Passage provided:
= = = = = = =
In factory default state, the RackStations seem not to use the 10GbE interfaces; connect a normal gigabit LAN cable to the relevant port (LAN 1 is a good bet) on each unit and plug that into a switch. Connect one 10GbE interface on each unit to a switch, and connect another 10GbE interface directly to the corresponding port on the other unit. You may want to do this to one unit at a time. Remember that the secondary heartbeat interface should be direct port-port links at layer one (no switches etc. between them) and must be over the fastest available interface link (so if you want 10 gig, you need to buy two single interface cards for each chassis, or a dual interface card).

Take a note of the serial numbers of each unit so you can identify each one individually. I like to know specifically which unit I'm working with until such time as they have working DNS A and PTR records. A hardback notebook works well for this, and is useful for taking notes all over the place. I get one every year. Paper works even if everything IT is broken; it's a handy "backup" for certain types of documentation and info. I also usually document steps of configuration changes I may want to roll back like this, step by step. Replicate useful ones as howtos / electronic documentation in your onsite Wiki with copy/paste code snippets, if relevant.

Synology Assistant

Install and launch Synology assistant; if your devices are powered up and connected to the same L2 network segment as your workstation, you'll be able to discover them with the utility; click on Search.
Synology Assistant finds two devices. How convenient. 
It should find both (or just one if you've only connected one) of the devices. Mine is in a slightly different state as a "virgin" machine in the screenshot above - it's been reset to factory defaults. Double click on the device you want to connect to; your system default web browser should launch and connect to the unit.

Installing DSM on the device

In the web interface, you'll want to tell the system to install DSM, the Synology NAS software/firmware.

A factory reset device DSM installation screen
Hovering over / Clicking on the Device Info link at the bottom will show your the device serial number, so you know which one you're playing with. 
Again, because this is a factory reset, the screen will be slightly different to yours on a factory fresh unit. In this case, click Re-Install. In any case, run through the basic installation step until the normal DSM login interface pops up.

Browse for the DSM software .pat file you downloaded earlier. Click Install Now.



Wait for the format and install to complete.



Eventually, you'll be greeted with a login window where you can set up some basic account details:


Unfortunately, no sign of the serial number on this page, so hopefully you made a note of which IP address corresponds with which unit... Or you can check the Synology Assistant again, which will tell you both. Interestingly, once the DSM is installed, the 10GbE interfaces are enabled and will get DHCP addresses, so you can end up with multiple copies of the same unit showing up in Synology Assistant.

Once you've set up your account, click next.

Pick a suitable set up update settings for your environment; automatic can be nice, but if you have maintenance windows, a manual version is better - but keep your eyes peeled for any CVEs or other security announcements from Synology. I ticked the SMART monitor.

Remember updates usually imply reboots and some brief related down-time; having this automated might be OK on a native, client facing file server, but would probably make a server with an iSCSI target on the unit freak out. In general, automatic updates on a HA pair are going to be a very bad idea.
You're then done with the basic install, will see some tips and get dumped onto the "desktop" of DSM.

A quick tour of a few basic features...
And, you're in!
Synology require static IP addresses to be set up on the devices for HA; in the Control Panel>Network, pick your network interface and change from DHCP to Static, using the correct settings and IP address.
= = = = = = =
Entries supplied:
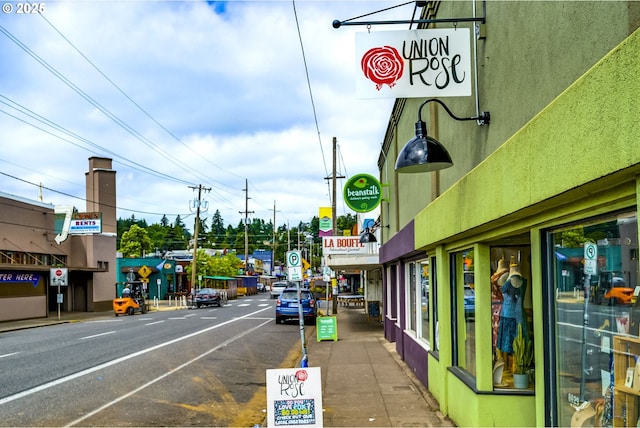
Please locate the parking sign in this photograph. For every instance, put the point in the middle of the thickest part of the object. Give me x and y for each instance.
(590, 258)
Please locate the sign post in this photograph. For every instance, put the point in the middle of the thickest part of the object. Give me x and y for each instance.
(590, 268)
(294, 397)
(59, 277)
(294, 266)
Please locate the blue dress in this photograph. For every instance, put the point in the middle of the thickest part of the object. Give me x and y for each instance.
(512, 314)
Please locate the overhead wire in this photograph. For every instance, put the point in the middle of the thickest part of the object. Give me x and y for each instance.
(99, 106)
(145, 112)
(313, 106)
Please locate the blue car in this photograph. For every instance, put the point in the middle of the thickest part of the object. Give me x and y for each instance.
(288, 303)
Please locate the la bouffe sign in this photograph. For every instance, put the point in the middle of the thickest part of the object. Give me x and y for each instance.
(414, 63)
(362, 193)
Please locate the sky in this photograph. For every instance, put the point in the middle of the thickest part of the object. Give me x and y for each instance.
(187, 93)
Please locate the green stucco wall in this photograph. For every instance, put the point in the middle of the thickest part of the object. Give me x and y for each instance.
(590, 131)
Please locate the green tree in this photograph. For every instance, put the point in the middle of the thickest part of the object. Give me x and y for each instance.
(135, 242)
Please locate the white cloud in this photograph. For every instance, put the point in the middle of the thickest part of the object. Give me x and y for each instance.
(230, 86)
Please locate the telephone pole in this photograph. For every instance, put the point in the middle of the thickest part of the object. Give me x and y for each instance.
(195, 232)
(334, 224)
(246, 213)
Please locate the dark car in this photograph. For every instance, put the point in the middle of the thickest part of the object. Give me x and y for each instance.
(288, 303)
(208, 297)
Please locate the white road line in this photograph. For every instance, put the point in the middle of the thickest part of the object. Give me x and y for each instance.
(98, 335)
(8, 355)
(159, 378)
(109, 320)
(124, 358)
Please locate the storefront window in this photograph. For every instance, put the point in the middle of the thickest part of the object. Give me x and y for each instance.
(594, 269)
(433, 301)
(411, 296)
(512, 318)
(466, 310)
(423, 310)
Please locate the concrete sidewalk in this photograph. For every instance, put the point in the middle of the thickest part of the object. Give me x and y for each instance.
(364, 381)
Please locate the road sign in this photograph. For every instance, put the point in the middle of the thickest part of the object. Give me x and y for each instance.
(590, 258)
(294, 273)
(294, 259)
(59, 277)
(144, 271)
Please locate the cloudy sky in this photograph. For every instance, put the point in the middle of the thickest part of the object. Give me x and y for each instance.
(183, 93)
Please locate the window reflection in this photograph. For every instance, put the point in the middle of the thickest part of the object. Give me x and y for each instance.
(597, 318)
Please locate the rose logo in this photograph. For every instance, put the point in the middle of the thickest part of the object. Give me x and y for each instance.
(302, 375)
(382, 65)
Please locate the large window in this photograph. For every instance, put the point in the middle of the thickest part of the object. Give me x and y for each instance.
(465, 309)
(593, 268)
(512, 318)
(418, 299)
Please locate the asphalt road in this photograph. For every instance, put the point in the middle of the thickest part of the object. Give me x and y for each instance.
(189, 367)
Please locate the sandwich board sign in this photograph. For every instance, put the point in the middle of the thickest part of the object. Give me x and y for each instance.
(294, 397)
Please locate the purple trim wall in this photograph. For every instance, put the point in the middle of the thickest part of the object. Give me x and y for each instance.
(401, 244)
(394, 253)
(416, 358)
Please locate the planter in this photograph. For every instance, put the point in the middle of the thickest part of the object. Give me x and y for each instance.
(521, 380)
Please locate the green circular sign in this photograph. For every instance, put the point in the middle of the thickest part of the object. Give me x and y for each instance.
(362, 193)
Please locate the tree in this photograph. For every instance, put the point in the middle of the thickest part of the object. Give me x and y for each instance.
(135, 242)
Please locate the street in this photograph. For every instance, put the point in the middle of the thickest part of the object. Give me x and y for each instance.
(187, 367)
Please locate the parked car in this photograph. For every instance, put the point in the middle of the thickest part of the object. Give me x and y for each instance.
(288, 303)
(277, 287)
(208, 297)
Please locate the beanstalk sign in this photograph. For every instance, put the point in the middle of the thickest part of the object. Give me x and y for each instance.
(362, 193)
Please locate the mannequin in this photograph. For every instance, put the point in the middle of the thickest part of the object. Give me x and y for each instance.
(512, 311)
(498, 279)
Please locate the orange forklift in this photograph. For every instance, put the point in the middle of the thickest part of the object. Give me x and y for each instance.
(129, 298)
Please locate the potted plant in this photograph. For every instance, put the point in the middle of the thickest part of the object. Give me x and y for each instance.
(523, 354)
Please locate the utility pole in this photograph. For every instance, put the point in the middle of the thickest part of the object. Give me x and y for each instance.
(334, 232)
(273, 247)
(195, 233)
(246, 213)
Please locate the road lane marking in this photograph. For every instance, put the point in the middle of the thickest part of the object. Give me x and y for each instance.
(97, 335)
(119, 360)
(159, 378)
(8, 355)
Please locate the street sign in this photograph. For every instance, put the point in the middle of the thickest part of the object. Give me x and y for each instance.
(144, 271)
(590, 258)
(294, 259)
(295, 273)
(59, 277)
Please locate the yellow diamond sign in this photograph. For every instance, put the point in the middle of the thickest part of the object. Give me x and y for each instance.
(144, 271)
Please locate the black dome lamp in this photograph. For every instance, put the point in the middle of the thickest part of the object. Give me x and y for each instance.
(367, 237)
(423, 153)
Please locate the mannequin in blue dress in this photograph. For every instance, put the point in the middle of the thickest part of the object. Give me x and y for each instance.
(512, 312)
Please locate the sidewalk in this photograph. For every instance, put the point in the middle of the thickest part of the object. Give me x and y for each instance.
(364, 381)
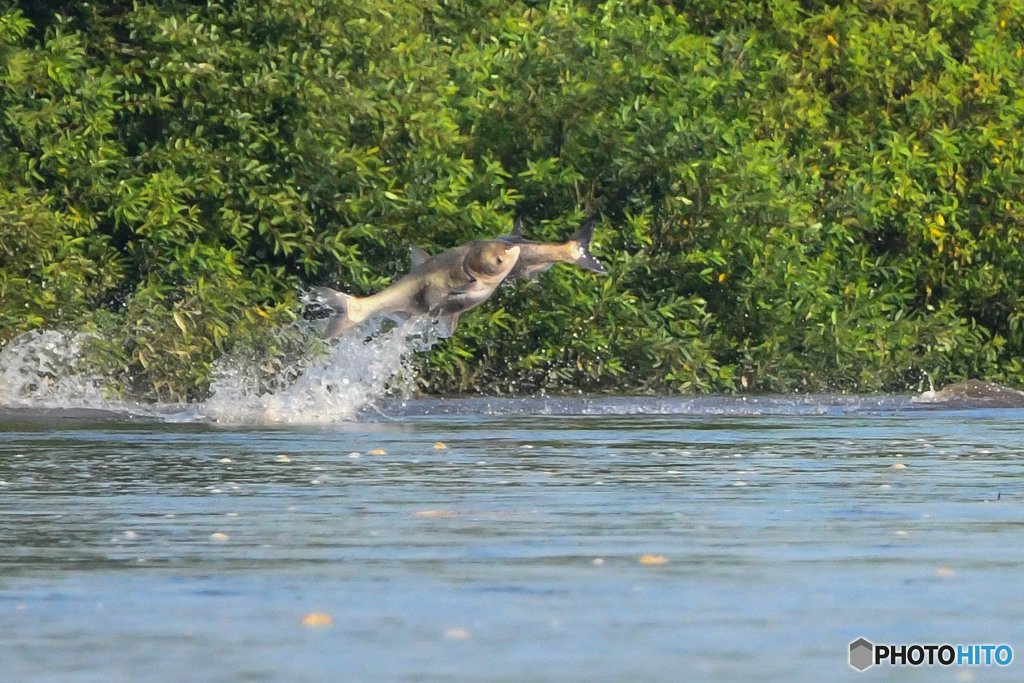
= = = = = = =
The tasks:
1) In the Synology setup guide, which port does the author suggest for the gigabit LAN cable on each unit?
2) Pick up the Synology setup guide after its final sentence and write the next part.

Results of the exercise:
1) LAN 1

2)
Repeat this process for the second unit. 

NB If you want to change default ports for things, do so now (on both devices). 

Configuring Synology High Availability


Next, you should probably get your High Availability Pair set up.

Open up the Main Menu, and go to High Availability Manager:

Open up High Availability Manager from Main Menu,

Run the High Availability setup wizard.
Enter details for the passive server in the pair.
I think you really ought to be using https, even if you trust your LAN; by default this is on port 5001.
The performance penalties are, IMO, outweighed by the security win. 
Tell it which interface to use for the Heartbeat.
Remember it has to be, or match, the fastest available connection speed.
So if you've got 10GbE, heartbeat must be on a 10GbE port.  
You're going to need another IP address.
Make sure it's not going to be handed out at a later date by DHCP to another device;
this must be statically configured on the Synology. 

 Are you sure?
Are you really, really sure?
Let's do some waiting. 

Let's do some more waiting.
If you've set up the RAID and have data in there, this stage may take some time,
as it will all have to be duplicated across before the setup completes. 
 Eventually, you'll be greeted with a (hopefully happy looking) completed HA Pair:

Happiness is a healthy storage array. 
Now, it's onwards and upwards to make use of your shiny new redundant storage.

Make sure you physically separate the two units as much as you can (ideally in separate datacenters - doing so will be the subject of a further post, once our current fibre expansion project is finished and can support this).

Synology of course have their own guide to doing this.

Further Steps

After this, I suggest that you:

  • Create your RAID 6 array (or whatever other data storage structure you require) and any volumes you may require; not all available file system formats are necessarily compatible with HA, so watch out what you pick. 
    • You can do this on the master device before enrolling it in HA if you wish (even after a "factory reset", my unit remembered the RAID setup and data that was already on it, which rather surprised me - but that's a bonus from a "oops, I lost all my data" point of view, if you're not thinking about what a factory default reset might entail! This is also why I don't have a screenshot step-by-step for this - but it's pretty straightforward). 
      • Consider whether or not you want to use iSCSI targets (which you can use as "virtual" hard drives over the LAN - a cheap SAN, if you will). 
      • Or if you're going to use is as a more basic "file server".
      • Or both. 
  • Secure your login(s) with two factor authentication (2FA); leverage the Google Authenticator app for you mobile device platform to do so. Control Panel> User> Select Username>Edit go through the 2FA ("2-step verification") enrollment. 
  • Enrol your device in Active Directory, if you use it at your site. Note that this typically gives Domain Admins full admin rights to the Synology - you probably want this. 
    • Get each admin to login and enrol in 2FA. 
    • When you're in the user admin area of the control panel, you may like to tick Enforce 2-step verification for the following users under Advanced.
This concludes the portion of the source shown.